June 20, 2019

Selling Out and Going Indie



The crux of this post is going to depend on whether or not you consider Bloodstained: Ritual of the Night to be an indie game.  I do, basically, since Kickstarter helped it exist (resoundingly), and it’s not as if it’s the product of one of the big companies like EA or Activision.  I mean, it’s here specifically because a well-known company in the industry (Konami) either would have rejected it preemptively, or actively resented its potential existence to the point where the heads -- in their unfathomable wisdom -- let Castlevania mastermind Koji Igarashi escape from their employ.

Mostly, I just want to call it an indie game because it’d give me the chance to lump it together with some of the other games I’ve been playing (not named Smash Bros. Ultimate).  Namely, Katana Zero and VA-11 HALL-A.  Also, it’ll be easier for me to use it as a paddle with which to whoop the backside of the modern, big-budget, AAA game industry.  As if they weren’t whooping themselves already.


Let’s be fair before the paddling commences.  Even if the companies with the biggest names, brands, workforces, pools of resources, and pockets tend to skew toward evil, there are times when they’re a necessary evil.  I mean, look at Disney.  The house of mouse is doing its damnedest to own everything under the sun (and also the sun), and while their tactics toward world domination rely heavily on nostalgia-baiting and franchise bombardment, their products -- I’d argue, at least -- still manage to qualify as quality art.  Granted we’ll see if I’ll eat my words once Toy Story 4 drops in full, because I’m not entirely sure why that movie exists besides nostalgia bait, buuuuuuuuuuuuuuut at least before that we got Toy Story 3.  Star Wars is still making a ton of people happy, so that it doesn’t have to end on the prequel trilogy.  Resident MCU apologist that I may be, it has a globe-spanning fanbase for a reason.

The saying goes that “money is the root of all evil”, which is true in more cases than there are people on this planet.  But pragmatically speaking, you have to use money to do pretty much all of the things -- especially if you want to do them well.  So as easy as it is to begrudge the big boys out there for their bulging bags of bucks, in the right hands that money goes to good use.  You think Nintendo kept the purse strings tight to make Breath of the Wild?  I doubt it.  At most, they only spent less relative to AAA developers surpassing the GDP of small countries just to launch one game.  Yet we don’t begrudge Nintendo, the Zelda team, or their latest game (for now).  Why?  Because it was good.

Effort, talent, creativity, ambition.  When you mix those four together, you get art.  That’s what the best providers in the entertainment industry understand.  When you don’t mix those four together, or even have one on tap, then…well…


As of writing, we’re hot off of E3 2019.  I’m sure there are still plenty of people out there riding high from the residual fumes.  I can’t say I’m one of them; my approach to the big event this year is to maintain casual awareness of some of the big stuff (and memes) while picking and choosing so that the content that does interest me makes it to my eyeballs.  Hey, guess what?  It works for me.  Now I don’t have to waste time ramming my face into my monitor to see every individual second of every individual conference -- which, thankfully, has spared me of sitting through anything EA-branded.  Hard to believe I haven’t touched anything with their logo since a thirty-minute test run of Battlefield 4.

* * * * * * *

Repeat word for word the stretch of the post on indie games between "As of writing, we’re" and "of Battlefield 4.", inclusive. The lines that come next play no part in this work.

* * * * * * *

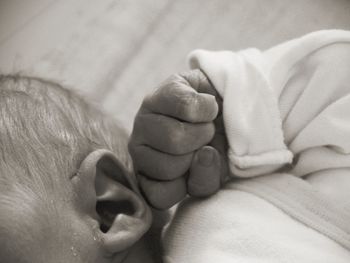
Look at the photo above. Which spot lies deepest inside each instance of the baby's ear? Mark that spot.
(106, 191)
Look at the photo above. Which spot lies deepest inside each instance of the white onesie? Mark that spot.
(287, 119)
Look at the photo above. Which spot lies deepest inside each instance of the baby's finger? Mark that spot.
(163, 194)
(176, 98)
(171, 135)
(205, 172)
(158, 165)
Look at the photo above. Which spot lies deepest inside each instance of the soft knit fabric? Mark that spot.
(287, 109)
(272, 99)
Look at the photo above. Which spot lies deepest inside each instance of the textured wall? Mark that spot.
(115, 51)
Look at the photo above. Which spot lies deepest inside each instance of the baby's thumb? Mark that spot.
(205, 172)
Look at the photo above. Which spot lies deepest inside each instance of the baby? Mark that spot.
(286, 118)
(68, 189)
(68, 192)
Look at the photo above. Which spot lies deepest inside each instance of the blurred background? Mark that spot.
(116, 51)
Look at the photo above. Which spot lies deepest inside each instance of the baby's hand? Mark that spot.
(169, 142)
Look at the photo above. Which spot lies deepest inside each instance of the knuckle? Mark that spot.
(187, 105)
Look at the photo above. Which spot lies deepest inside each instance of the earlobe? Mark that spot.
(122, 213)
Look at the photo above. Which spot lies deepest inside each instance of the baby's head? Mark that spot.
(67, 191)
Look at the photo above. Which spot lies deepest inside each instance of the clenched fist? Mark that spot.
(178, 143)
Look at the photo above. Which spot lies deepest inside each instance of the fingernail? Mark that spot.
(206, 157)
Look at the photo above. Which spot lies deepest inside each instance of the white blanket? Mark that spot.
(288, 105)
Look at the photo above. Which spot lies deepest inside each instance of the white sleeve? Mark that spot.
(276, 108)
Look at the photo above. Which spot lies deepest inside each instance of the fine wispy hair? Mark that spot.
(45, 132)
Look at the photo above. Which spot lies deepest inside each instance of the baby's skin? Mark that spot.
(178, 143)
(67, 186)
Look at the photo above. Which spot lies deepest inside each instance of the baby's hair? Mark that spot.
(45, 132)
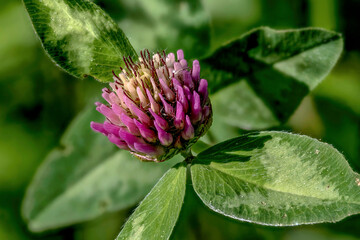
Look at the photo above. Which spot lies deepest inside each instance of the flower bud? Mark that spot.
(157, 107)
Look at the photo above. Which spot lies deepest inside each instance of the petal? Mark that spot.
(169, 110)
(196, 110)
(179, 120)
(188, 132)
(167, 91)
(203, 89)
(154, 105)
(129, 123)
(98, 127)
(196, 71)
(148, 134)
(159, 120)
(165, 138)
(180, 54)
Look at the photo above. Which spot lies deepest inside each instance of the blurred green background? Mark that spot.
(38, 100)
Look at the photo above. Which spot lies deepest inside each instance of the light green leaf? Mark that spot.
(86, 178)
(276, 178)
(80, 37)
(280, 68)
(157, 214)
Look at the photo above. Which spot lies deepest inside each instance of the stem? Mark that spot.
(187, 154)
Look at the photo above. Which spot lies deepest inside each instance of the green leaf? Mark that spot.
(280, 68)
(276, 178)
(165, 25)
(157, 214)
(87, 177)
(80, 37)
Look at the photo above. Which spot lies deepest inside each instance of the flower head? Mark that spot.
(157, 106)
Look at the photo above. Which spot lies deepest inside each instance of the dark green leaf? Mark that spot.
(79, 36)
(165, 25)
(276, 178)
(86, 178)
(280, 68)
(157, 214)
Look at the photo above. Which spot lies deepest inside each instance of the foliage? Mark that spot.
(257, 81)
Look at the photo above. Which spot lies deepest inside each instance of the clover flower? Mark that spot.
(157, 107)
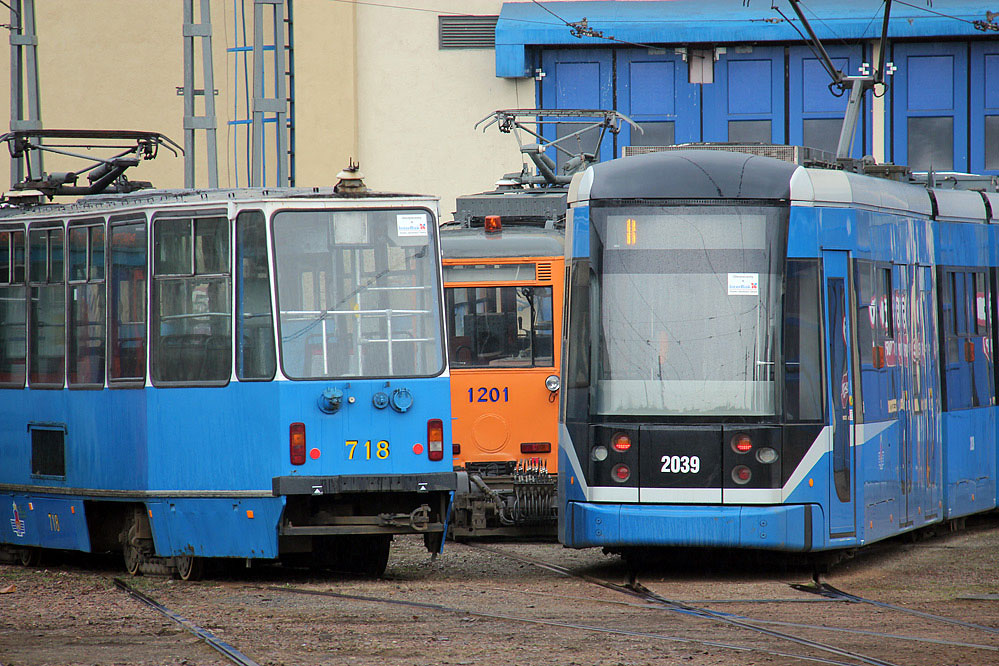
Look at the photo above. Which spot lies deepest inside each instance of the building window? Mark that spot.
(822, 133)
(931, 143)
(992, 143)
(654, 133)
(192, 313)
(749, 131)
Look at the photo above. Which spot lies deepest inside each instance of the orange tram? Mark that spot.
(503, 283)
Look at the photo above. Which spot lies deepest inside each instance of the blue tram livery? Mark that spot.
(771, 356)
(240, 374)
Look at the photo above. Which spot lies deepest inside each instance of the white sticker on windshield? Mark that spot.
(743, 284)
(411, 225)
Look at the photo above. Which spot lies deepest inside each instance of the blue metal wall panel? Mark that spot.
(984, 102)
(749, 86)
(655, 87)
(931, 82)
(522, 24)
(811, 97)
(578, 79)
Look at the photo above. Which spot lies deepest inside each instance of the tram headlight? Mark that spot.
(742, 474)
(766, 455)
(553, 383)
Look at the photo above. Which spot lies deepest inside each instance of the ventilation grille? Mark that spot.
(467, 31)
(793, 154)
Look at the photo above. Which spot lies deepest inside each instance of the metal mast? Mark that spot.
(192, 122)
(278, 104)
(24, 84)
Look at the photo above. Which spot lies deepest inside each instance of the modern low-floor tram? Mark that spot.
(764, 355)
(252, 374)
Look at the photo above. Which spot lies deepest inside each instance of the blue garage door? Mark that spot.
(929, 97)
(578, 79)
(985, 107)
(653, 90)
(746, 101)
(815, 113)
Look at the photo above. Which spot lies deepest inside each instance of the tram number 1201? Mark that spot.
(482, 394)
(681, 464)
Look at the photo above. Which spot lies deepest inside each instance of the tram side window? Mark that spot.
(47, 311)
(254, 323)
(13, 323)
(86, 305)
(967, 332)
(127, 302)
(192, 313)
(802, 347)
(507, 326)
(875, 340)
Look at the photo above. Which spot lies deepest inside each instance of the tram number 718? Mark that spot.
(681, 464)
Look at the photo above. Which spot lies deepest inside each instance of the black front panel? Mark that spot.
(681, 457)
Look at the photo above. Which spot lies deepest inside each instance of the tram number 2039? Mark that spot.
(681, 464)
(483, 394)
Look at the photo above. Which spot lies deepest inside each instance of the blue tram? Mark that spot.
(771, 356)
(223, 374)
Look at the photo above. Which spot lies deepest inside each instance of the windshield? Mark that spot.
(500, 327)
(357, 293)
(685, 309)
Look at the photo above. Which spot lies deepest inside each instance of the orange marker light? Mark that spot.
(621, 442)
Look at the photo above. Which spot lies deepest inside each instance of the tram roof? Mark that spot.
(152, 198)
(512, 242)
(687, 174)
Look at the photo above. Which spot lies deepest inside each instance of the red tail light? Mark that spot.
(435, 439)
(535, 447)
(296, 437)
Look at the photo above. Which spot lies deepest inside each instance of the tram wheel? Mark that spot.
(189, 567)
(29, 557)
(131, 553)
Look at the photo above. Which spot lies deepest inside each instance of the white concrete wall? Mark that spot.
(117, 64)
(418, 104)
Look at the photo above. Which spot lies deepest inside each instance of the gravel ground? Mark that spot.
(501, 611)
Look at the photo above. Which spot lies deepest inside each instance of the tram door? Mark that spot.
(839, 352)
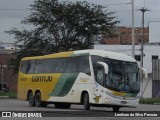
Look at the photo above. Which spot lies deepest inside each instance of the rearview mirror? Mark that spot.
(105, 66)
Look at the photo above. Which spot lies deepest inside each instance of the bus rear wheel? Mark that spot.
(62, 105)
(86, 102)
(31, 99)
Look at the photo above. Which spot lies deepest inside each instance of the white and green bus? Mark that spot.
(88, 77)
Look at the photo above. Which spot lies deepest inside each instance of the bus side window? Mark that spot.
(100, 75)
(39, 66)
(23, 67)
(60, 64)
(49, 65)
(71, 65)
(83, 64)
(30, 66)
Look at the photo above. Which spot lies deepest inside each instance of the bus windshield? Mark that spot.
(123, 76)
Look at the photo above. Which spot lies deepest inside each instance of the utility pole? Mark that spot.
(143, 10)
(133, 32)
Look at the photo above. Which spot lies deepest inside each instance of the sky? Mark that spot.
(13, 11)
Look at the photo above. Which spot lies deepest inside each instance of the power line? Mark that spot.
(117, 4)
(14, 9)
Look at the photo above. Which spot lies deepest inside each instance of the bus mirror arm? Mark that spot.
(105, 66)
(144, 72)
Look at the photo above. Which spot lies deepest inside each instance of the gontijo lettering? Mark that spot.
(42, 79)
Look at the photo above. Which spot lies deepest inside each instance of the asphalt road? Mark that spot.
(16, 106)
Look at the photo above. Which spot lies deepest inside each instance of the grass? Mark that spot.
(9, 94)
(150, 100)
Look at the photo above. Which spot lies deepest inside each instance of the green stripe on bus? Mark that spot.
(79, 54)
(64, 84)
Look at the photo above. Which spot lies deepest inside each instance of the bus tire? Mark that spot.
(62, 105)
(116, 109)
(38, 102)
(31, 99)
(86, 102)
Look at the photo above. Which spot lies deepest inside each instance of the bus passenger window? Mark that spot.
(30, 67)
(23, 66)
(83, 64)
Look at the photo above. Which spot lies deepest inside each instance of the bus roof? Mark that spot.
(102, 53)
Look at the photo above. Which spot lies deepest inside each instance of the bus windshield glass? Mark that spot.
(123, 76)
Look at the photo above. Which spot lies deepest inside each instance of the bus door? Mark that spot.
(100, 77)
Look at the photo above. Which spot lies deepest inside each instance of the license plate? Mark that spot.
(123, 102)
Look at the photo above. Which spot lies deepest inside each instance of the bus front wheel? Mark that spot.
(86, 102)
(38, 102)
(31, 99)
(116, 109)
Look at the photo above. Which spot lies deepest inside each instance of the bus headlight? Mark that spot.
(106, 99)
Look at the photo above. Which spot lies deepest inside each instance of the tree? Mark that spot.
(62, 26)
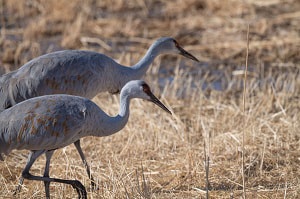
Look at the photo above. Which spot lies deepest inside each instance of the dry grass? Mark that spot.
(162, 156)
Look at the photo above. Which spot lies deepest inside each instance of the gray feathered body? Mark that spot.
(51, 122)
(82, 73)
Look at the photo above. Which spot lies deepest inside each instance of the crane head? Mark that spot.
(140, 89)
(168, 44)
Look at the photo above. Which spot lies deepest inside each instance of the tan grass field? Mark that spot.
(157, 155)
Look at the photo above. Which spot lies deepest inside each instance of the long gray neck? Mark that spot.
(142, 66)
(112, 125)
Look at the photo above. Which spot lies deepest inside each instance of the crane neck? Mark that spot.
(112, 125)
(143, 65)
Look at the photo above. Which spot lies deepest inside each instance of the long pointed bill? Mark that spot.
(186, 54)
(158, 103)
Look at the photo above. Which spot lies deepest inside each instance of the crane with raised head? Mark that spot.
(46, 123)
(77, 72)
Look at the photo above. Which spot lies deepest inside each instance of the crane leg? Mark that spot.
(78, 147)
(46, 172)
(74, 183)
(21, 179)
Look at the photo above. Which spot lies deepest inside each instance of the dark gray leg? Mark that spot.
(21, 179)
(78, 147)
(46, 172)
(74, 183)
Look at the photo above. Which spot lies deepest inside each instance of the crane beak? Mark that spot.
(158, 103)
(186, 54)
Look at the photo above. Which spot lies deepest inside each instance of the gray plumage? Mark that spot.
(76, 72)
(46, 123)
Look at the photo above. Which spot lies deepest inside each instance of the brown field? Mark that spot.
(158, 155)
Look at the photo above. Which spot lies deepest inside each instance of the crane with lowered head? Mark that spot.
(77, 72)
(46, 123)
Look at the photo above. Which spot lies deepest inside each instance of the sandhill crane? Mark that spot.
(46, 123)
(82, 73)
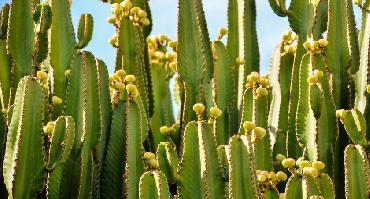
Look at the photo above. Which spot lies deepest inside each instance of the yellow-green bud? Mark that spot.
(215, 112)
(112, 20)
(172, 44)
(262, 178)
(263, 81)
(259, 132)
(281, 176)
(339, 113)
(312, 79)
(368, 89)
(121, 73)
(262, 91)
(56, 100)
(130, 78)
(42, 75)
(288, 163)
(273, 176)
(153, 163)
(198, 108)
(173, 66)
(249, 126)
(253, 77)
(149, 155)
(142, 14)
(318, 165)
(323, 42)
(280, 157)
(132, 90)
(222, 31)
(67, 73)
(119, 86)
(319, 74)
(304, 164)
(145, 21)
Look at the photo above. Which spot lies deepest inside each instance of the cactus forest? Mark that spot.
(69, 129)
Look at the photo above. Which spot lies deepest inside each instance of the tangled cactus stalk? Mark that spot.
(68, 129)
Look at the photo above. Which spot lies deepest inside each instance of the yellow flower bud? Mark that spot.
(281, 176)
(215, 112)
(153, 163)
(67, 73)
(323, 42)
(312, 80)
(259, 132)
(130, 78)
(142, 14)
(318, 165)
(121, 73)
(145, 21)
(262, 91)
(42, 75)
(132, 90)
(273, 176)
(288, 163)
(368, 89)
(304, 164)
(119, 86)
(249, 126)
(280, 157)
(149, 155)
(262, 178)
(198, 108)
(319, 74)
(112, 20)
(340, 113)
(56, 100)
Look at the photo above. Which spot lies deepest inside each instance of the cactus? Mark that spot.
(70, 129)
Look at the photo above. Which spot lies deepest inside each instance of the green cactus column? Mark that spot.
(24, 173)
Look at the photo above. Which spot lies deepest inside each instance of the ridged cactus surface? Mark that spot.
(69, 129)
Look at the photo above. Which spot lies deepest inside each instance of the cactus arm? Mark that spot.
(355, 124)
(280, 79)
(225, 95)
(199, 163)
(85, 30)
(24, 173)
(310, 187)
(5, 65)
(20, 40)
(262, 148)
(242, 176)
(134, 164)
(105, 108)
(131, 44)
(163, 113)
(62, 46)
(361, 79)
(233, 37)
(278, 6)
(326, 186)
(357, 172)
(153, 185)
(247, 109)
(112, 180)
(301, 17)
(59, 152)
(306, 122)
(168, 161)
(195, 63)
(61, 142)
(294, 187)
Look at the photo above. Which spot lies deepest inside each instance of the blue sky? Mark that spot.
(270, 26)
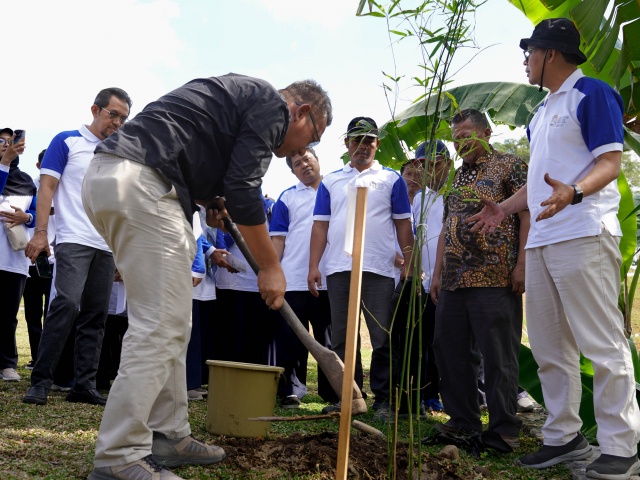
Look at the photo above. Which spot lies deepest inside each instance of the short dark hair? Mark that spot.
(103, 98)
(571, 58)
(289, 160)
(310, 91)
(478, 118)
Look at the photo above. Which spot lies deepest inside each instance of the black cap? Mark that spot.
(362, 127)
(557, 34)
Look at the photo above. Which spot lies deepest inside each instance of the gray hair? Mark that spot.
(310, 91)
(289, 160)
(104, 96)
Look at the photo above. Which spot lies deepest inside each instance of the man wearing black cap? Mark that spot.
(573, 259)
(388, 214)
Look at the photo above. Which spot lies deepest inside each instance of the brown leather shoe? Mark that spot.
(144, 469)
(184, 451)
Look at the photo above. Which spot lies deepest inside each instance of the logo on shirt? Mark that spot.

* * * * * * *

_Solution_
As of writing, we’re hot off of E3 2019.  I’m sure there are still plenty of people out there riding high from the residual fumes.  I can’t say I’m one of them; my approach to the big event this year is to maintain casual awareness of some of the big stuff (and memes) while picking and choosing so that the content that does interest me makes it to my eyeballs.  Hey, guess what?  It works for me.  Now I don’t have to waste time ramming my face into my monitor to see every individual second of every individual conference -- which, thankfully, has spared me of sitting through anything EA-branded.  Hard to believe I haven’t touched anything with their logo since a thirty-minute test run of Battlefield 4.